** START OF Source document **

Project Management Institute

Innovations in risk management


Assurance Management

It's not just enough to respond to identified risks, it is also required to respond to identified opportunities.
It's not just enough to respond to opportunities, it is also required to create them (where none exists).

This paper brings out a practical approach to steering Projects to success and profitability. It delivers a practical and innovative framework encapsulated as ‘Assurance Management’ for converting unprofitable projects into profitable ones and profitable ones into excellent ones. ‘Assurance Management’ is complimentary to the traditional practice of Risk Management that takes care of the uncertainties in a project. The paper answers basic questions as to why projects fail, what is being done now to face the Project related challenges and what more needs to be done to make projects better.

Practical illustrations that will help in explaining this novel school of thought have been carefully selected and included. The idea is to render this simple yet highly effective approach an indispensable element of Modern Project Management.

Statistics related to Project Performance

The 2004 Chaos results show that only 29% of all projects succeeded (delivered on time, on budget, with required features and functions); 53% are challenged (late, over budget and/or with less than the required features and functions); and 18% have failed (cancelled prior to completion or delivered and never used). (Standish Group, 2004) Apart from this, the 2004 Chaos report found that the total U.S. project waste amounted to $55 billion. This comprises of $38 billion in lost dollar value and $17 billion in cost overruns. (, Jan 15, 2004, ¶7)

The oft-quoted and trusted source while talking about IT Project performance is the Standish Group's Chaos Report. There are many other survey reports as well, like the Conference Board Survey, Mc Kinsey Survey etc. All these reports paint a dismal picture about IT Project performance with the help of truly staggering statistics. Now what are the major reasons given for Project failures?

According to a study performed by KPMG Information Technology, (Hamil, 2003) the major reasons can be summarized as: 1) Poor planning, 2) Lack of corporate management support, 3) Poor project management, and 4) Lack of customer focus and end-user participation. The Standish Group gives us a long list of factors, the lack of which contributes to Project failure (The Standish Group International Inc., 2001). Some of these are: Executive support, User involvement, experience of the Project Manager, Clear Business objectives, Minimized scope, Standard Software infrastructure, Firm basic requirements, etc.

** END OF Source document **
** START OF Extracted information **

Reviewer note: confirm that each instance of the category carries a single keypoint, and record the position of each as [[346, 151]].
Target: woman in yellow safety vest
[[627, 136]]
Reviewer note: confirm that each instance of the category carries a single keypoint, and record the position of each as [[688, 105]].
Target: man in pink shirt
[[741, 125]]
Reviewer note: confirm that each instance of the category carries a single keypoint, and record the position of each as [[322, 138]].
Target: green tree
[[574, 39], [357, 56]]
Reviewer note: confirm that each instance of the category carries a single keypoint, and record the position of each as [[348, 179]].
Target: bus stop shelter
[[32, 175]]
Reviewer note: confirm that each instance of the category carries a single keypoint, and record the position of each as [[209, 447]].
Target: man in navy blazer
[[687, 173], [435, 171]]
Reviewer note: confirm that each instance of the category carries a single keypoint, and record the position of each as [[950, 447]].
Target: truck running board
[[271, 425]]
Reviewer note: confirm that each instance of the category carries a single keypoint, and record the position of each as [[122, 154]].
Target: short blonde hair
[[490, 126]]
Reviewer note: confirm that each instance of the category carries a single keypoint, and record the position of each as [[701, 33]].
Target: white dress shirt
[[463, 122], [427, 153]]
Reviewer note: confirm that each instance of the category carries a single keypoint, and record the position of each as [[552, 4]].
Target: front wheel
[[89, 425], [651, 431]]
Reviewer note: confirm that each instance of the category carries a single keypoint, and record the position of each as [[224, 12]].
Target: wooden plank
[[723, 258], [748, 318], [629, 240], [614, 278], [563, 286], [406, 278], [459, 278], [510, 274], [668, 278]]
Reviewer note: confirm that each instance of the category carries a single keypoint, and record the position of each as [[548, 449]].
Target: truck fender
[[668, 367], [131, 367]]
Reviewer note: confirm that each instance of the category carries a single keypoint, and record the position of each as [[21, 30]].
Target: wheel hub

** END OF Extracted information **

_Task brief_: Update the stretch of the risk management paper from "Innovations in risk" through "to identified opportunities.", changing "identified" to "known". The lines aren't needed for this.

_Solution_:
Innovations in risk management


Assurance Management

It's not just enough to respond to known risks, it is also required to respond to known opportunities.